MATERIAL SHOWN —
****************************************

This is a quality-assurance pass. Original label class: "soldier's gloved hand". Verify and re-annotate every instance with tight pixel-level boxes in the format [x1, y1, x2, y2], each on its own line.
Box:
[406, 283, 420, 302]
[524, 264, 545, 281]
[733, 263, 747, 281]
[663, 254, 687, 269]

****************************************

AIM — Reproduce the entries above line for line, without changing a single character.

RIGHT ANSWER —
This is a quality-assurance pass. Original label class: "soldier's gloved hand". Verify and re-annotate every instance with tight pixel-level boxes in the format [x1, y1, x2, y2], each on its own line.
Box:
[406, 283, 420, 302]
[524, 264, 545, 281]
[733, 263, 747, 281]
[663, 254, 687, 269]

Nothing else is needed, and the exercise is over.